## WHAT IS NEEDED
Rewrite every line of the items below as a JSON list of strings, with one string per line and blank lines left out.

(Named object pointing entries)
◇ ◇ ◇ ◇ ◇ ◇ ◇

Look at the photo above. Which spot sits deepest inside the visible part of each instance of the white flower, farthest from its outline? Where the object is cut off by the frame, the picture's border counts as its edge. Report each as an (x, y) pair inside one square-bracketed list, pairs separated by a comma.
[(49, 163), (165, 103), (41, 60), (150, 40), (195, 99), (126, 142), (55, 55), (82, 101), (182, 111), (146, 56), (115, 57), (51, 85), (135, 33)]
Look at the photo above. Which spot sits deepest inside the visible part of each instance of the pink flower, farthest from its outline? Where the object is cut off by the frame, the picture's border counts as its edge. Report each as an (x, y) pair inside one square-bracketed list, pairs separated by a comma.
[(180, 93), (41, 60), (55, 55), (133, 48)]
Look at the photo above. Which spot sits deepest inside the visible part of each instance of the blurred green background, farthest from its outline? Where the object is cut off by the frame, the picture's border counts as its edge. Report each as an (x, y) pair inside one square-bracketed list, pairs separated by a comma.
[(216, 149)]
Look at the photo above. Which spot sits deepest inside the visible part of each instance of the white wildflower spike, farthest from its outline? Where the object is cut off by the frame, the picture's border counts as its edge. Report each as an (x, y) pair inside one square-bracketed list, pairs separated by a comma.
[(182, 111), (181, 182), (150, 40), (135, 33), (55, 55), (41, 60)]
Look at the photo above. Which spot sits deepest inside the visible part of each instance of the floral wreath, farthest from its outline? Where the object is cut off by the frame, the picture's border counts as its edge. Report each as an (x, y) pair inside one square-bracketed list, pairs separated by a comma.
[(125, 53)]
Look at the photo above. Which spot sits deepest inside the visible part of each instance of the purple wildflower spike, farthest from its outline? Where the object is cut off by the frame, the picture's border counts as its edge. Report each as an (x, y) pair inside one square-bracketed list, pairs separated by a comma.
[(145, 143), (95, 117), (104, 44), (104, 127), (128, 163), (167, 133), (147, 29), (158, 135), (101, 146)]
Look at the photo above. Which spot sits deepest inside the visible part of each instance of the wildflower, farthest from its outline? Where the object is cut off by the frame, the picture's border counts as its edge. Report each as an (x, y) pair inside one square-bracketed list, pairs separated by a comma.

◇ ◇ ◇ ◇ ◇ ◇ ◇

## FINAL RESULT
[
  "Look at the photo above. Which spot sits deepest inside the visible part of each instance of the white flower, farthest from its outline? Where the object is cut off by the frame, the picture's border counts as its edge. Report each as an (x, y) pair inside one square-bracketed list, pairs separated by a comma.",
  "[(49, 163), (165, 103), (41, 60), (150, 40), (195, 99), (126, 142), (55, 55), (82, 101), (182, 111), (146, 56), (115, 57), (51, 85), (135, 33)]",
  "Look at the photo above. Which spot sits deepest inside the visible part of each instance of the pink flower, farthest from its outline? Where the object is cut off by the frame, the picture's border counts as its edge. Report each as an (x, y) pair inside one square-bracketed list, pairs separated by a comma.",
  "[(180, 93), (41, 60), (55, 55), (133, 48)]",
  "Look at the photo above. Which spot sits deepest inside the visible part of each instance of the blurred green background, farthest from its outline? Where the object is cut off by the frame, the picture's border counts as its edge. Report each as an (x, y) pair inside one square-bracketed list, pairs separated by a comma.",
  "[(216, 149)]",
  "Look at the photo above. Which spot sits deepest inside the visible part of each instance of the white wildflower spike, farthest from its outline? Where the object is cut off by the frame, the picture's border counts as its edge. Report each as an (x, y) pair inside one square-bracketed list, pairs separated by a comma.",
  "[(182, 111), (181, 182), (150, 40), (135, 33), (55, 55), (41, 60)]",
  "Look at the photo above. Which spot sits deepest inside the visible part of each instance of the floral wreath, farthest from its outline? Where the object is cut off by the frame, the picture's border counts as its edge. Report each as an (x, y) pair inside one square-bracketed list, pairs separated by a comma.",
  "[(125, 53)]",
  "Look at the photo above. Which spot sits deepest inside the visible part of each instance of the purple wildflower spike, farthest from its outline? Where the object is cut off by the frame, the picture's border counts as its edge. Report each as an (x, y) pair inside one square-bracketed list, pairs separated by a comma.",
  "[(145, 143), (95, 117), (104, 44), (104, 127), (128, 163), (167, 133), (147, 29), (158, 135), (101, 146)]",
  "Look at the photo above. Which spot sits deepest inside the visible part of each instance of the wildflower, farthest from its outline? Where the object is cut off by the frame, the picture's border counts as its edge. Report each as an (x, y) pair inside one square-bracketed list, pairs separated by a comma."
]